### What the task asks
Look below for the line containing "Label the window". Write out that line and the rest through the last one, exactly as they appear, but without pictures.

### Collection entries
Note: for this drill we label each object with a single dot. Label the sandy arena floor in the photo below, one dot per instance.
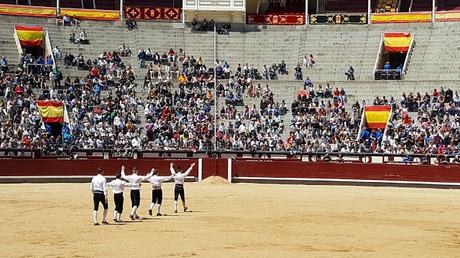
(239, 220)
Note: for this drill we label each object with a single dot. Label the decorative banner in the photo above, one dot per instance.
(21, 10)
(153, 13)
(51, 111)
(30, 36)
(277, 19)
(447, 16)
(401, 17)
(397, 42)
(376, 116)
(85, 14)
(338, 19)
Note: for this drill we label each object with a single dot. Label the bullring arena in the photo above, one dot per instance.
(295, 128)
(234, 219)
(237, 220)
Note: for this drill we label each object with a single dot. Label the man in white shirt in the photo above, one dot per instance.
(99, 189)
(157, 192)
(179, 179)
(135, 181)
(118, 187)
(57, 53)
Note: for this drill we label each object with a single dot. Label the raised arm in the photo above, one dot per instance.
(149, 175)
(171, 168)
(104, 188)
(123, 175)
(189, 169)
(91, 186)
(166, 178)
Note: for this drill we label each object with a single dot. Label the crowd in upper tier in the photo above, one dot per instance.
(171, 107)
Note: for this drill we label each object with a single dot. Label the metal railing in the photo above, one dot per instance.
(95, 154)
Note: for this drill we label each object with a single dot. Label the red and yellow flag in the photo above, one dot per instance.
(51, 111)
(376, 116)
(397, 42)
(30, 36)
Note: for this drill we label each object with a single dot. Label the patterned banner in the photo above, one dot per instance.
(30, 36)
(85, 14)
(397, 42)
(401, 17)
(153, 13)
(276, 19)
(377, 116)
(51, 111)
(21, 10)
(447, 16)
(338, 19)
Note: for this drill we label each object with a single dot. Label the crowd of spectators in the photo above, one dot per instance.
(179, 118)
(179, 101)
(96, 121)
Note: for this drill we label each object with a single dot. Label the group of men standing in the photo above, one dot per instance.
(99, 189)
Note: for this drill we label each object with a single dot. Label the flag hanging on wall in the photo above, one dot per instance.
(51, 111)
(376, 117)
(397, 42)
(30, 36)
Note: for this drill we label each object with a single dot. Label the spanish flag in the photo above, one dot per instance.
(51, 111)
(30, 36)
(376, 116)
(397, 42)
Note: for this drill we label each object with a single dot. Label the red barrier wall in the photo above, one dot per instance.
(298, 169)
(215, 167)
(51, 167)
(241, 168)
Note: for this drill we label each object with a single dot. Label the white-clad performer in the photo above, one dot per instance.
(118, 187)
(135, 182)
(99, 189)
(179, 179)
(157, 192)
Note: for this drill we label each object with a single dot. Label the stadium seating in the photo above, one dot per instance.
(433, 63)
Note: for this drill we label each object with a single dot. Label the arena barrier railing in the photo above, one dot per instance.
(103, 154)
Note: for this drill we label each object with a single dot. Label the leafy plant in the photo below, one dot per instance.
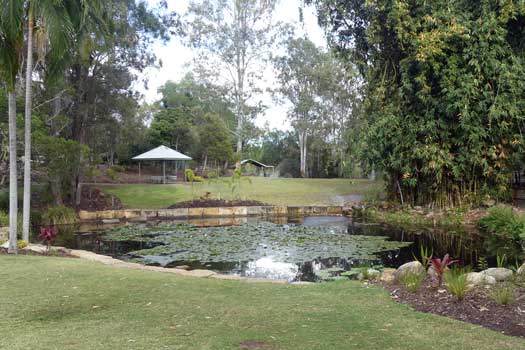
(504, 295)
(48, 235)
(456, 280)
(482, 263)
(21, 244)
(439, 266)
(59, 215)
(503, 220)
(424, 254)
(412, 281)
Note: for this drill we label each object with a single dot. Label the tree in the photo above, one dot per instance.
(53, 28)
(444, 93)
(234, 38)
(11, 43)
(300, 75)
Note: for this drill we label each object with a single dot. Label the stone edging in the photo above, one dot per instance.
(109, 261)
(222, 212)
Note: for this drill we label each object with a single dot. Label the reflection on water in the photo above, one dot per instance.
(467, 245)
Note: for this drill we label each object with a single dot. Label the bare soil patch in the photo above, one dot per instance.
(477, 307)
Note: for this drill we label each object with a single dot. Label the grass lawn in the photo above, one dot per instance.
(268, 190)
(59, 303)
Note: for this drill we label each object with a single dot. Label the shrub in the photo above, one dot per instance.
(456, 280)
(504, 295)
(412, 281)
(440, 266)
(503, 220)
(59, 215)
(198, 179)
(21, 244)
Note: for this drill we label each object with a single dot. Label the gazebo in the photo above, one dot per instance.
(163, 154)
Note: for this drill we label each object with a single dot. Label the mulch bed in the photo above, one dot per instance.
(93, 199)
(216, 203)
(477, 307)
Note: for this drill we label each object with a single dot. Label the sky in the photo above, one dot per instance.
(175, 57)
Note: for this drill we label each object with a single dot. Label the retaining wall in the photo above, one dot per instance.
(224, 212)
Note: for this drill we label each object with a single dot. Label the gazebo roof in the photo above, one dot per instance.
(162, 153)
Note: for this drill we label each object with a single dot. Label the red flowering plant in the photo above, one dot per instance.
(439, 266)
(48, 235)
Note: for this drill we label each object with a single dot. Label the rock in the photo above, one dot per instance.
(476, 279)
(413, 267)
(500, 274)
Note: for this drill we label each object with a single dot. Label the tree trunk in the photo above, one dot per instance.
(27, 136)
(302, 146)
(13, 196)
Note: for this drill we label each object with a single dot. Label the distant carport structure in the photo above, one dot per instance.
(267, 170)
(162, 154)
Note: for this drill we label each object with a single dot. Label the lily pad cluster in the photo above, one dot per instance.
(248, 242)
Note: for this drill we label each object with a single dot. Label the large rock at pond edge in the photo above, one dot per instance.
(499, 273)
(413, 267)
(476, 279)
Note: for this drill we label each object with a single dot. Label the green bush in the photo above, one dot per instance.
(21, 244)
(456, 282)
(504, 295)
(59, 215)
(503, 220)
(412, 281)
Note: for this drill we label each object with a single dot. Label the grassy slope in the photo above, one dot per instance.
(54, 303)
(273, 191)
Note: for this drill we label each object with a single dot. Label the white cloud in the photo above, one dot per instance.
(174, 56)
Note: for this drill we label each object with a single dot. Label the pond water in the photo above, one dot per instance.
(305, 249)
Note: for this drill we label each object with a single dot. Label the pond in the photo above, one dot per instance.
(296, 249)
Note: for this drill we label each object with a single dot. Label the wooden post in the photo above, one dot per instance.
(164, 172)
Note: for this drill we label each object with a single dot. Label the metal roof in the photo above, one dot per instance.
(162, 153)
(257, 163)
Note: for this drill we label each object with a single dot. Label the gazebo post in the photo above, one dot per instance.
(164, 172)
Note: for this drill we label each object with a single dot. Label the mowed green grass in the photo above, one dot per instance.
(267, 190)
(60, 303)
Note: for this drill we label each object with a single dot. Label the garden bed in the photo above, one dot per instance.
(216, 203)
(478, 307)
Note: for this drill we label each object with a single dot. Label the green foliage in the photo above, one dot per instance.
(504, 295)
(456, 282)
(503, 220)
(58, 215)
(21, 244)
(443, 94)
(412, 281)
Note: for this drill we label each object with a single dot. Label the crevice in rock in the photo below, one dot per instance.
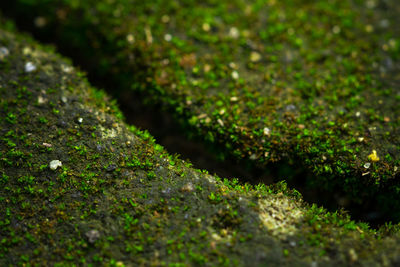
(173, 137)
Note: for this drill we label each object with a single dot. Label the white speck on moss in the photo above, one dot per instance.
(130, 38)
(54, 164)
(234, 33)
(168, 37)
(3, 52)
(235, 75)
(255, 56)
(29, 67)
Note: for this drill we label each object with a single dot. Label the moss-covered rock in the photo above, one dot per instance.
(313, 81)
(79, 187)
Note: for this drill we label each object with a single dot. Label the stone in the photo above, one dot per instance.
(54, 164)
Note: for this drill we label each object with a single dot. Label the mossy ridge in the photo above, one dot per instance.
(120, 199)
(253, 76)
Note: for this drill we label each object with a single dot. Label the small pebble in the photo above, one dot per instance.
(92, 235)
(130, 38)
(168, 37)
(206, 27)
(373, 156)
(234, 33)
(54, 164)
(187, 187)
(47, 145)
(3, 52)
(111, 167)
(29, 67)
(235, 75)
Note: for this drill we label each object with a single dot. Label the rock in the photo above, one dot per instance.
(181, 216)
(92, 235)
(277, 74)
(54, 164)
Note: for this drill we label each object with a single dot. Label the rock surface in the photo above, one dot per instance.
(119, 199)
(315, 82)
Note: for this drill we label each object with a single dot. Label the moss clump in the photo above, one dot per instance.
(79, 187)
(315, 81)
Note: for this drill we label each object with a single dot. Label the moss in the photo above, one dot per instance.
(122, 200)
(268, 80)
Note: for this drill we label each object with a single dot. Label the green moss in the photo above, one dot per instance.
(121, 199)
(268, 80)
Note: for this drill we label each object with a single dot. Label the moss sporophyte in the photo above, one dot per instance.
(120, 199)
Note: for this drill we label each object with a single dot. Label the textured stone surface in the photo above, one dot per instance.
(310, 81)
(119, 199)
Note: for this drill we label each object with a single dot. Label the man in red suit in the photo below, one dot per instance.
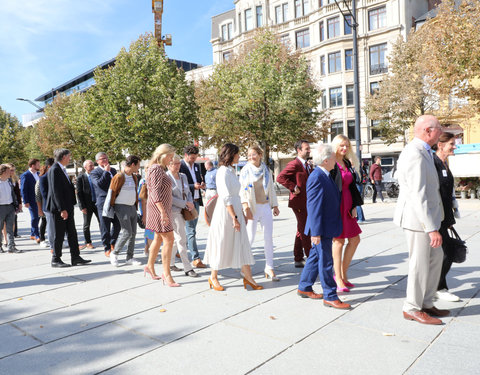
(294, 178)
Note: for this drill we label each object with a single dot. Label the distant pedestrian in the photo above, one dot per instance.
(181, 199)
(124, 201)
(444, 149)
(43, 224)
(191, 169)
(28, 180)
(101, 178)
(8, 205)
(87, 201)
(210, 180)
(376, 179)
(260, 203)
(60, 202)
(227, 244)
(159, 212)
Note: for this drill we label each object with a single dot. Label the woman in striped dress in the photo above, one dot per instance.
(159, 212)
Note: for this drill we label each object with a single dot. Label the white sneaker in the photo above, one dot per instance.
(133, 262)
(445, 295)
(114, 259)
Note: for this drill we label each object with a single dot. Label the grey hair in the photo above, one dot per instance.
(321, 153)
(87, 161)
(99, 155)
(60, 153)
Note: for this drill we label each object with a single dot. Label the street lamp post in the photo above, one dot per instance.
(356, 81)
(31, 102)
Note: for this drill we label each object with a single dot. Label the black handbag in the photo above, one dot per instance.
(455, 247)
(140, 221)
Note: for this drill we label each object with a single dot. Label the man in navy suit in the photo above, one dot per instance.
(60, 202)
(28, 180)
(101, 178)
(323, 224)
(196, 183)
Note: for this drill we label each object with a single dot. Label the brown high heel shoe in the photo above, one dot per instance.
(254, 287)
(212, 285)
(271, 275)
(147, 270)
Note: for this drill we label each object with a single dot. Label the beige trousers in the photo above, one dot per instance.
(425, 265)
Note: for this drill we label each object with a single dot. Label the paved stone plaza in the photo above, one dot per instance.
(98, 319)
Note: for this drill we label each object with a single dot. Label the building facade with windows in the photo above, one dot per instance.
(320, 32)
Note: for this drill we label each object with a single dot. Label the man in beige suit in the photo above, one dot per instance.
(419, 212)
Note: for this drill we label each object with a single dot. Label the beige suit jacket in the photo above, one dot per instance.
(419, 206)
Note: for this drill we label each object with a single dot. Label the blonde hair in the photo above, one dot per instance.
(15, 178)
(160, 153)
(256, 148)
(350, 155)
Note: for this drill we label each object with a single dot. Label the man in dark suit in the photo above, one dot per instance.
(86, 201)
(323, 224)
(196, 183)
(101, 178)
(294, 178)
(60, 203)
(28, 180)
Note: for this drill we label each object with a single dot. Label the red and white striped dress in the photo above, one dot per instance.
(159, 187)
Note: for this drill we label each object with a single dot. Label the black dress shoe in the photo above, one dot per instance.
(79, 261)
(59, 264)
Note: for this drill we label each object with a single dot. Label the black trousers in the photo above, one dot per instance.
(62, 227)
(110, 229)
(377, 188)
(87, 218)
(447, 261)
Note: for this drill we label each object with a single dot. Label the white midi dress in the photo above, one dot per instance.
(227, 248)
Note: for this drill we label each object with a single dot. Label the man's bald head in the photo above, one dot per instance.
(428, 129)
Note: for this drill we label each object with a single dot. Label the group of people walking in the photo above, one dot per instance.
(324, 197)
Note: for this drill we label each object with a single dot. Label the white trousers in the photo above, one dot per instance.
(425, 265)
(263, 214)
(180, 236)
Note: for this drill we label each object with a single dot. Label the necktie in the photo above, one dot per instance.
(92, 190)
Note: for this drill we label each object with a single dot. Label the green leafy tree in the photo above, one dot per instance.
(264, 95)
(65, 126)
(12, 144)
(142, 101)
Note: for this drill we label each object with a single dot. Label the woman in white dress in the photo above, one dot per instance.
(259, 200)
(228, 245)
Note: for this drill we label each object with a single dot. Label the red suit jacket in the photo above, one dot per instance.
(294, 174)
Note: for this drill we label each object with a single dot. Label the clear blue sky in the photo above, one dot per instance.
(44, 43)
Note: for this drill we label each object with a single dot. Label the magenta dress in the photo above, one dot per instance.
(350, 226)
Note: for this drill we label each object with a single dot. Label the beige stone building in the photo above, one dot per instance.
(317, 28)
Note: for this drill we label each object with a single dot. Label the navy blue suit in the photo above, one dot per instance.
(323, 219)
(27, 188)
(110, 228)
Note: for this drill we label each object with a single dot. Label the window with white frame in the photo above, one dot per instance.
(334, 62)
(336, 97)
(377, 18)
(333, 27)
(378, 59)
(259, 14)
(248, 19)
(348, 59)
(350, 99)
(303, 38)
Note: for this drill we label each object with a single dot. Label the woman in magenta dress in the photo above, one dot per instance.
(159, 212)
(345, 176)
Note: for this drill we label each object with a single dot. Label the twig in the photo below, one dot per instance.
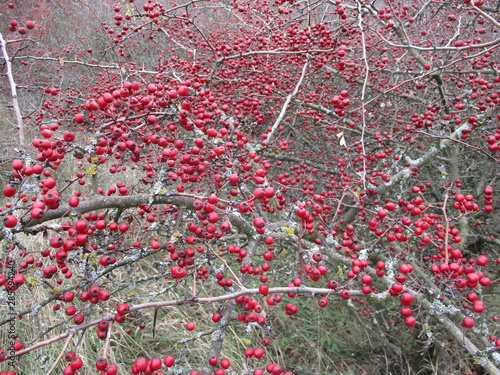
(13, 90)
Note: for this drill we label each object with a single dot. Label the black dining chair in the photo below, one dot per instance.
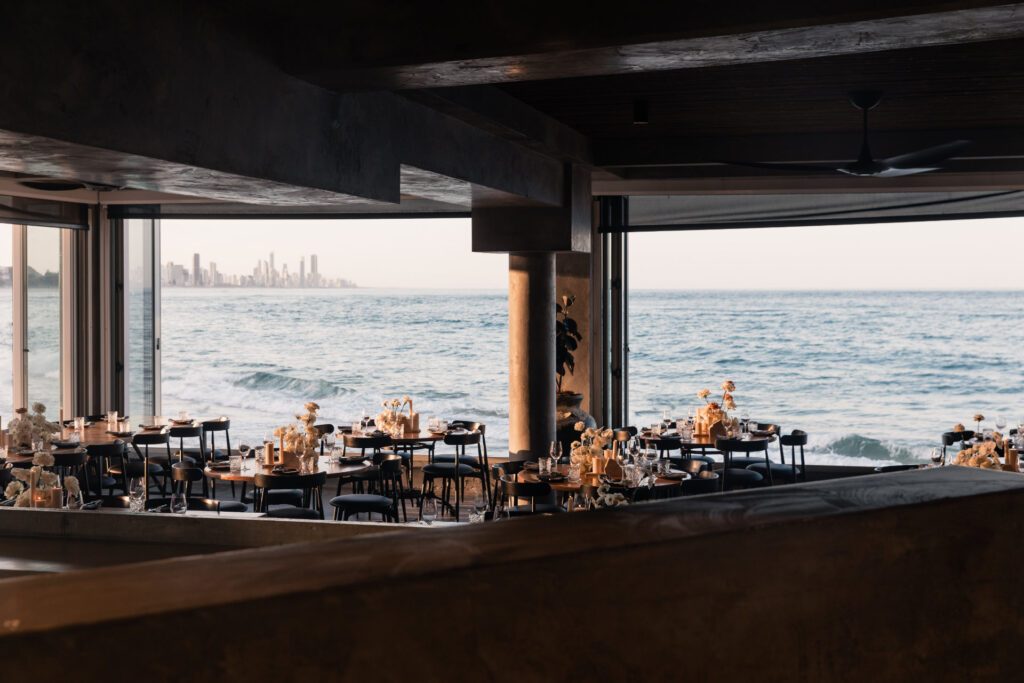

### Written answer
Note: for this drill we label each object with a single dot. Label the window with white frame in the photo above, one dot per instance.
(334, 62)
(336, 97)
(377, 18)
(333, 27)
(378, 59)
(259, 14)
(248, 19)
(348, 59)
(350, 99)
(303, 38)
Note: for this drill we label each object with a single dot. Label the woman in magenta dress in the photo above, one dot per instance.
(159, 212)
(345, 176)
Note: for this drill we label each object with a single dot. Label the twig in the photo below, one dot per instance.
(13, 90)
Note: for this drill we label each object with a single dot. Label the black dining chair in the photo below, one dot per instance.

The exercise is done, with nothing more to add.